=== Recorded data ===

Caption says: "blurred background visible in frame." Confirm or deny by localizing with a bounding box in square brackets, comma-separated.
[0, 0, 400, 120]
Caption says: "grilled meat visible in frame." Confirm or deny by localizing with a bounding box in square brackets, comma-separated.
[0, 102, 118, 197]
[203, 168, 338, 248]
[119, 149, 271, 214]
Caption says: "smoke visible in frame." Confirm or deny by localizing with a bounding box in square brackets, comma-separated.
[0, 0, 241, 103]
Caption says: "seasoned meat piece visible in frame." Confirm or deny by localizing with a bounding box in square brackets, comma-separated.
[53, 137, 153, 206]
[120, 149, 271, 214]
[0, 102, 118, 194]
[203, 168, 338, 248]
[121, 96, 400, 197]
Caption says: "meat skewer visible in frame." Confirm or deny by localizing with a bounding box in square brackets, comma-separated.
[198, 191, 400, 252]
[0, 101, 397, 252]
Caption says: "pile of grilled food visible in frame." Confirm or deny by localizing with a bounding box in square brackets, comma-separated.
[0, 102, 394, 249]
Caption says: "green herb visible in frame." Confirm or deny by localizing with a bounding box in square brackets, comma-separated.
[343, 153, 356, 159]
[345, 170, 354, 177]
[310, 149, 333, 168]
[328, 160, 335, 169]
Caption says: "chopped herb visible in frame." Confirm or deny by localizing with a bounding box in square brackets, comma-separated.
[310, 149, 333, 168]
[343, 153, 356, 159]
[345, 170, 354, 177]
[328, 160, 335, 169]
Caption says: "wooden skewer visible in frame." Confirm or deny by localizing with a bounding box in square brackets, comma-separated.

===

The request -
Copy every one of the records above, unchanged and in the same order.

Written response -
Caption says: "blurred background visible in frame." Confirm or deny by localizing with a bounding box in square brackets, comma-separated.
[0, 0, 400, 120]
Caption says: "grilled meat visible in frame." Confirm or deny by localizing with a bounding box in square brackets, comma-separated.
[0, 102, 118, 197]
[203, 168, 338, 248]
[119, 149, 271, 214]
Caption says: "smoke visible in frame." Confirm or deny by localizing with a bounding box in square brackets, comma-separated.
[0, 0, 241, 103]
Caption says: "seasoned meat piece visible in frame." Confirm or deny by localizing with a bounding box in square brackets, comma-separated.
[53, 137, 153, 206]
[120, 149, 271, 214]
[0, 102, 118, 194]
[203, 168, 338, 248]
[121, 96, 400, 197]
Caption says: "meat skewer visible in frame." Confirm or deny by localizing with a bounding box in square brackets, comma-separated.
[198, 191, 400, 252]
[0, 101, 397, 252]
Caption says: "pile of grilled food visible in frame." Confirm or deny by localizing with a bounding box in square brackets, comma-separated.
[0, 102, 394, 249]
Caption says: "green herb visible in frame." Confirm or deny by localizing with a bounding box in square brackets, comma-separated.
[343, 153, 356, 159]
[345, 170, 354, 177]
[310, 149, 333, 168]
[328, 160, 335, 169]
Caption says: "chopped herb visible in frame." Confirm or deny by localizing with a bounding box in square brackets, comma-separated.
[310, 149, 333, 168]
[343, 153, 356, 159]
[345, 170, 354, 177]
[328, 160, 335, 169]
Caption says: "wooden skewer visible in frame." Confirm or deny by localizing with a bounding box in square brackets, comma-separated.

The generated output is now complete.